▶ [Your task]: Find each row below that contains the string "painting" and copy those rows. Case counts.

--- Start of Material shown ---

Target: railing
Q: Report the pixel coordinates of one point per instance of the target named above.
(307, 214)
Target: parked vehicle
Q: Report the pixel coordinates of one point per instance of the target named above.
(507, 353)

--- End of Material shown ---
--- Start of Material shown ---

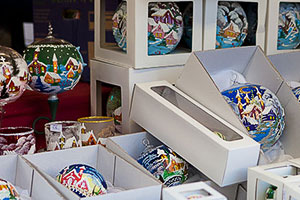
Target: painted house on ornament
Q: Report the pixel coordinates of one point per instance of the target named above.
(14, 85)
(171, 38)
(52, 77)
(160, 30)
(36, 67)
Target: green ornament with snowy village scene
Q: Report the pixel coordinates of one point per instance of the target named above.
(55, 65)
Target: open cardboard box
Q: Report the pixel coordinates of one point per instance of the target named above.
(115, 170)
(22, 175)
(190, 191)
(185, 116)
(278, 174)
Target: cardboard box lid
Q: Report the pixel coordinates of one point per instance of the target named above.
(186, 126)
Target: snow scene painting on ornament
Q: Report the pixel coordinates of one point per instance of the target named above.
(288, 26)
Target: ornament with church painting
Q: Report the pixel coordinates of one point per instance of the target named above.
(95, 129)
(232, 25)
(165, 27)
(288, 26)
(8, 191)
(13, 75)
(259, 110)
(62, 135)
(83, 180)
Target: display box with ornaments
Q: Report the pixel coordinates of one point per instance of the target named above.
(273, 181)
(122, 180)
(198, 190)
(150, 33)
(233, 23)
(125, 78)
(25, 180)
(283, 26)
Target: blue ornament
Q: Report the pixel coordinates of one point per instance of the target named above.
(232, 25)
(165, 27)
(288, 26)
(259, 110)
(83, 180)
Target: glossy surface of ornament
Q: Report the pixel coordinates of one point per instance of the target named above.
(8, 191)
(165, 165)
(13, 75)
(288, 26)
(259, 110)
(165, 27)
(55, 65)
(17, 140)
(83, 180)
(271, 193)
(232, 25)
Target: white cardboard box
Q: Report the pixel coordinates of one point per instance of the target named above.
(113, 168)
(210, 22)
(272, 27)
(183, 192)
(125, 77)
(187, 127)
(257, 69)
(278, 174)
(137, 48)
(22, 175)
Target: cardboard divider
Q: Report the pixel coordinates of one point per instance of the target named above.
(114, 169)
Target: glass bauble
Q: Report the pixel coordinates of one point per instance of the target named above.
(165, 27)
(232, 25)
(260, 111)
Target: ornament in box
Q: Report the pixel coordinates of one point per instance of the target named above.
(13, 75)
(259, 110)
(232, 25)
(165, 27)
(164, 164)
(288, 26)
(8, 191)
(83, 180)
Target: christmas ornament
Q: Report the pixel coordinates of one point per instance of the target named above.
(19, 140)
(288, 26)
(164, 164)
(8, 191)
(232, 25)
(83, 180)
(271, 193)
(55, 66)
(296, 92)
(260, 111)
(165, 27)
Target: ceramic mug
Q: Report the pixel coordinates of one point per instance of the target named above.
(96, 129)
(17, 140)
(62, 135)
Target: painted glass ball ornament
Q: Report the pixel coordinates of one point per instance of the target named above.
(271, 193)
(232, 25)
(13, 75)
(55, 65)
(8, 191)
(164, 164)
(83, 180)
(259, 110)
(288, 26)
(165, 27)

--- End of Material shown ---

▶ [Output for this exercise]:
Target: snow scene painting on ornament
Target: ornament with church painting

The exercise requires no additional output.